───── Passage provided
A MESSAGE FROM SIGHTLINE REGARDING COVID-19
What If?
Useful insights were just a click away.
They Are

06/21/22

Sightline Weekly Market Update: Indices Slide on Fed’s Policy Path

Equity markets continued to be hammered over the last week, as the Fed surprised market pundits with its 75-basis point move in the Federal funds rate following Wednesday’s FOMC meeting. Chairman Powell, in the press conference following the conclusion of the meeting, reiterated that the “Committee seeks to achieve maximum employment and inflation at the rate of 2 percent over the longer run”. In addition, he stated, “In assessing the appropriate stance of monetary policy, the Committee will continue to monitor the implications of incoming information for the economic outlook. The Committee would be prepared to adjust the stance of monetary policy as appropriate if risks emerge that could impede the attainment of the Committee’s goals.” 1 

 

Fears that aggressive rate increases could push the economy into a recession caused volatility to soar, sending the S&P into the worst weekly decline since March 2020. Except for the Dow, all major equity indices in the US entered bear market territory. The TSX remains the best-performing index in North America, holding up on the back of the energy sector, which came under pressure in the week. While oil tumbled 9.80% in the week, the TSX dropped 6.50%, and year-to-date is down 10.6%. The Dow Jones fell 4.79% and is down 17.75% year-to-date. The S&P 500 declined 5.79% in the week and is down 22.90% year-to-date in bear market territory. The Nasdaq lost 4.78% in the week; year-to-date, it is the worst-performing North American index, falling 30.98%. The S&P 400 Midcap index and the Russell 2000 index fell over 7% and are down over 20% year-to-date.
──────────
───── Source information
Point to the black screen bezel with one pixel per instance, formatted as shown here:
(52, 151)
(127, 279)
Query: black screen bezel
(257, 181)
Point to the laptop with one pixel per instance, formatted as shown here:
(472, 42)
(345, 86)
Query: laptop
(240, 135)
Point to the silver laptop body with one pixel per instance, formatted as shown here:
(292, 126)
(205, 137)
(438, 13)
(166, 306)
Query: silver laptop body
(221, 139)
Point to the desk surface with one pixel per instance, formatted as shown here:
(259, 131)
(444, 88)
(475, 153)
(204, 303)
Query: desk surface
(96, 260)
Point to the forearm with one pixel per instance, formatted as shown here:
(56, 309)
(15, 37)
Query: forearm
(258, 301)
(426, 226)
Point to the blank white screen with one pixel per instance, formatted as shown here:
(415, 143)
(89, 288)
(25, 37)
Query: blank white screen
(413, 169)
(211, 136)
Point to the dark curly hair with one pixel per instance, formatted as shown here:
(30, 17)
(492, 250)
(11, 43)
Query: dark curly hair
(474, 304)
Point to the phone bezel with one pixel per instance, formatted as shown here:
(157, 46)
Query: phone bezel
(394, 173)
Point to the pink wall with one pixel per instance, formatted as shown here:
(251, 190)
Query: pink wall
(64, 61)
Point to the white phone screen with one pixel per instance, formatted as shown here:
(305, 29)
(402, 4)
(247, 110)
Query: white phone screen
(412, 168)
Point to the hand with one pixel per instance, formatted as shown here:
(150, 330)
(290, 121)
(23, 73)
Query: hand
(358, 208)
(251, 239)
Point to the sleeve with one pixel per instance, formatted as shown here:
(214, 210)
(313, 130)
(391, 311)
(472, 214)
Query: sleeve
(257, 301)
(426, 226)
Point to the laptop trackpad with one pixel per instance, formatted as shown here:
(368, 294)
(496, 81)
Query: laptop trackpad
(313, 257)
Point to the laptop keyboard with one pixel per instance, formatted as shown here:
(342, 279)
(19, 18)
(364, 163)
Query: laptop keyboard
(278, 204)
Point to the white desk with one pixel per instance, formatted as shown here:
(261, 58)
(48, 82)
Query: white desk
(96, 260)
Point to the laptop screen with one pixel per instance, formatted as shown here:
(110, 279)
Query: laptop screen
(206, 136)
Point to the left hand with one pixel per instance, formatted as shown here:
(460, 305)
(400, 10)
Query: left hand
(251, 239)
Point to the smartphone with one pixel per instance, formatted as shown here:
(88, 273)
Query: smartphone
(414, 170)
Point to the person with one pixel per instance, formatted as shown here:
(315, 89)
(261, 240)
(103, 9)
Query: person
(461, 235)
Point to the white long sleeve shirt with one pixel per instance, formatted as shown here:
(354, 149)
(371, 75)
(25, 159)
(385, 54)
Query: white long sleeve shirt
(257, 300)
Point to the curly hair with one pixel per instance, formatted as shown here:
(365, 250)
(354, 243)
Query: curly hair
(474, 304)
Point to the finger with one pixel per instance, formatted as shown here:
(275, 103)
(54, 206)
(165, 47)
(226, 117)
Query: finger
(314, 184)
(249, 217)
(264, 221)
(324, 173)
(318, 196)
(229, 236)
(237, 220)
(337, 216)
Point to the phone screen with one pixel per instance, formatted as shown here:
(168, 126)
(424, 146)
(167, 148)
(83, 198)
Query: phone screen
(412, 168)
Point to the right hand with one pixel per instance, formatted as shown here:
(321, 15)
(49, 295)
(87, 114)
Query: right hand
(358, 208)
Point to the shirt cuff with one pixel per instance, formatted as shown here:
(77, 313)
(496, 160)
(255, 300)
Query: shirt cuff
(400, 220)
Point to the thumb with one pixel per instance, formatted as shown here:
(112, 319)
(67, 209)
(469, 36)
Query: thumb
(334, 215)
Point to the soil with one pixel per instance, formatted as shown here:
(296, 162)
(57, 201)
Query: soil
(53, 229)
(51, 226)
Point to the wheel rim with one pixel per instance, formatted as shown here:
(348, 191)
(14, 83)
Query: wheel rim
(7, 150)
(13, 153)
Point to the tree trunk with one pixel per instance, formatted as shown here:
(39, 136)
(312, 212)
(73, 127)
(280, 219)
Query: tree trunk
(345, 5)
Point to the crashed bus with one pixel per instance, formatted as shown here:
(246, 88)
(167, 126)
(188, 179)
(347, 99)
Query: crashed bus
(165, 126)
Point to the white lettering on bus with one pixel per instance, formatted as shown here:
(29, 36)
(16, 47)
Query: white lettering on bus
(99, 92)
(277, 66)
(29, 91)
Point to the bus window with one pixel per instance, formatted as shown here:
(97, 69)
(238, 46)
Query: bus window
──────────
───── Source information
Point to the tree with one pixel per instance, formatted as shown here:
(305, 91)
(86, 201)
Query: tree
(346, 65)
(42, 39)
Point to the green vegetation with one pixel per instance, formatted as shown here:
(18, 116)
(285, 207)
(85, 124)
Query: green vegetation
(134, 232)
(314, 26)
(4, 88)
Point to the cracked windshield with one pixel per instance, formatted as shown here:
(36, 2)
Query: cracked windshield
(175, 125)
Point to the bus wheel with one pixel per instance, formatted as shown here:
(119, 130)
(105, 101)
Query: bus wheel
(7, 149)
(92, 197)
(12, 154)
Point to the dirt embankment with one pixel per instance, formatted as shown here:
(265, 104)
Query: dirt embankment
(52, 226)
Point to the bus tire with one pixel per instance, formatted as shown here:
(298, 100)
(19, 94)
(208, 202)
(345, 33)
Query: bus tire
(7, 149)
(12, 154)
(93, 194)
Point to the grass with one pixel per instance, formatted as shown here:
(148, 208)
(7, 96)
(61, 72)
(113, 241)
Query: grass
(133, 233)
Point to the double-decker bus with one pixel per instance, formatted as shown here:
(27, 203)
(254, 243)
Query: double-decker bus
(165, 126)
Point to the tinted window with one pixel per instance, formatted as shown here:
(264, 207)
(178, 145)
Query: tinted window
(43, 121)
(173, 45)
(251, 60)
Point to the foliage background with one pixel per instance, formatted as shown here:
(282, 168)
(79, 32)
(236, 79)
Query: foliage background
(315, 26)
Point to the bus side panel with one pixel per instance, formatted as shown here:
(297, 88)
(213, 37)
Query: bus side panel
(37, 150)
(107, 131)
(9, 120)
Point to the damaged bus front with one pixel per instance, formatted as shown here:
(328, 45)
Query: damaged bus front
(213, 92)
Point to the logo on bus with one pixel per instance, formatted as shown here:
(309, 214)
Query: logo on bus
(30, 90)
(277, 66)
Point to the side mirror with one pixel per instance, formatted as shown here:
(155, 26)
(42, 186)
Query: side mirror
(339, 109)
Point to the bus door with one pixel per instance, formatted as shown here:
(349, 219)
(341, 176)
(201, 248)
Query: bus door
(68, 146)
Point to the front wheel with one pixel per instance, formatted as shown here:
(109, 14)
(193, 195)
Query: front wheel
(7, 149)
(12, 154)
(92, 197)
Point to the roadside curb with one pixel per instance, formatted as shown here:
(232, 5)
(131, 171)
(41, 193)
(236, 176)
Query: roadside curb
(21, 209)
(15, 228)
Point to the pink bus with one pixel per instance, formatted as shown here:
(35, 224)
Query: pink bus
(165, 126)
──────────
───── Source information
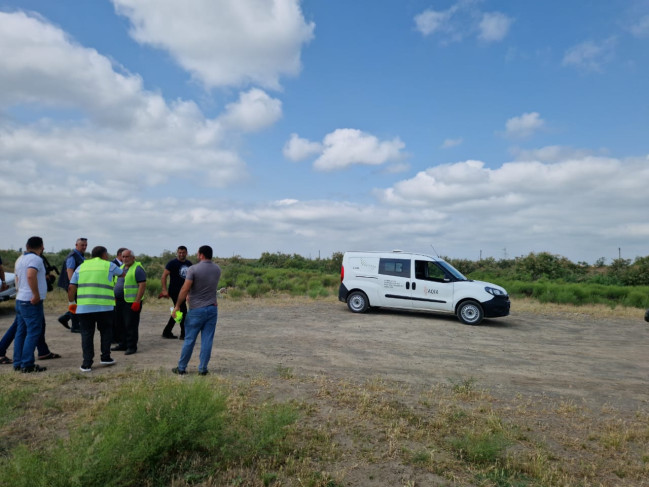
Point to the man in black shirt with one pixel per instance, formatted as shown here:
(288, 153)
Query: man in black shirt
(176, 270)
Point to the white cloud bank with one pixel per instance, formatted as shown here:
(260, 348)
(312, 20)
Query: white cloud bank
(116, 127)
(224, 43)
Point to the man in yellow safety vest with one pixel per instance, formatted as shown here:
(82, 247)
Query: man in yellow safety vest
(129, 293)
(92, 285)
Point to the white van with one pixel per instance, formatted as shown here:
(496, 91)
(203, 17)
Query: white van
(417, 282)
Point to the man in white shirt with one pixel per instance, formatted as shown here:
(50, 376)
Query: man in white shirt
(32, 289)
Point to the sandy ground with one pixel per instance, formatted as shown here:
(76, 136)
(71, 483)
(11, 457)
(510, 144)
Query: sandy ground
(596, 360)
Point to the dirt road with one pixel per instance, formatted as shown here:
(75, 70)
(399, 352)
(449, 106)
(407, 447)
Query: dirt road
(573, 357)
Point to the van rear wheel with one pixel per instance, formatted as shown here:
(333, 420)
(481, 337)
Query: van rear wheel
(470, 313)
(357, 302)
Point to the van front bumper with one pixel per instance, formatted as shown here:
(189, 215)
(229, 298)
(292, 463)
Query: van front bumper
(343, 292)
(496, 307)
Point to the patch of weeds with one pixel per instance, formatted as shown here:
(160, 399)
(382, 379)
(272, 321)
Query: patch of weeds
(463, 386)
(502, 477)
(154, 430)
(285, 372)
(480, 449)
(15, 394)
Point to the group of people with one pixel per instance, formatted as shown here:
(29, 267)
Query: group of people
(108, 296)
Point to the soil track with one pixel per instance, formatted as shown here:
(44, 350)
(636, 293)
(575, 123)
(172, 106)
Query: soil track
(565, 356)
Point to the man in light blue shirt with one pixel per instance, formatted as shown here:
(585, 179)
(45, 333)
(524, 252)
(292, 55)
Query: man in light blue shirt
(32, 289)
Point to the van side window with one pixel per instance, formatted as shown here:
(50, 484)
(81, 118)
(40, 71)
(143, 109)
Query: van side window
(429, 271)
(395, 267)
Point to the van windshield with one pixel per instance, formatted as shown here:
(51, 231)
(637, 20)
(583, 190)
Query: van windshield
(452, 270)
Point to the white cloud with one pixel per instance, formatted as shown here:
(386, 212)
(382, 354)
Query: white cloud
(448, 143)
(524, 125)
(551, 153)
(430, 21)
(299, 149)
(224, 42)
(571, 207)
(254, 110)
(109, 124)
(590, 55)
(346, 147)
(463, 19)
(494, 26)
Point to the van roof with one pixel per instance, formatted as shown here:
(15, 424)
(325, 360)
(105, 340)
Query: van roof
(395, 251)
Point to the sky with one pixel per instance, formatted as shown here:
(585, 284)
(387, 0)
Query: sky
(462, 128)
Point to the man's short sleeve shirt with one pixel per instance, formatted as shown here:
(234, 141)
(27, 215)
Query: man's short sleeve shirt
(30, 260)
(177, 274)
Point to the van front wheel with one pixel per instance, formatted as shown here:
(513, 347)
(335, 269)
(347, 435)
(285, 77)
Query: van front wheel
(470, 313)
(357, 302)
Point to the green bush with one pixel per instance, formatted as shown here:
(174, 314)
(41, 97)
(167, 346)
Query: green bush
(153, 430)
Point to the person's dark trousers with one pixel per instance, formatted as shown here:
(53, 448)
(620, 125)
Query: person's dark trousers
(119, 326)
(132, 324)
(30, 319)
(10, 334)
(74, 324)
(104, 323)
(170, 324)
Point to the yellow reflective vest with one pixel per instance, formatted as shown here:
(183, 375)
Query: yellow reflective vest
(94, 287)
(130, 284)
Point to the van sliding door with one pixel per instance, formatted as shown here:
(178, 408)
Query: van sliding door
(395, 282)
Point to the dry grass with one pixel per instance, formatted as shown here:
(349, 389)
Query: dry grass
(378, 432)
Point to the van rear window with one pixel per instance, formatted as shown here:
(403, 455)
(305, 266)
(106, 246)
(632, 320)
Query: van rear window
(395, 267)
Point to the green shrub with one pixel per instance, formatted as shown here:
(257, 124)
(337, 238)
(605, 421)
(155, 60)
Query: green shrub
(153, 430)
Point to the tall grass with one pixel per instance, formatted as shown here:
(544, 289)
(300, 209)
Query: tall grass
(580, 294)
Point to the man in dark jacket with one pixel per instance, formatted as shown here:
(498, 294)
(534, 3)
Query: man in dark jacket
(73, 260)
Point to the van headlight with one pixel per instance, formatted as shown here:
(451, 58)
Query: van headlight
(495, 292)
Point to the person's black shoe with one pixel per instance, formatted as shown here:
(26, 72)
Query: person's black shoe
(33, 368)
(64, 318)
──────────
Task 1: In the market update, by how many basis points did the Fed move the Federal funds rate?
Task 2: Name every stock market index mentioned in the market update.

Final answer 1: 75 basis points.

Final answer 2: TSX, Dow Jones, S&P 500, Nasdaq, S&P 400 Midcap index, Russell 2000 index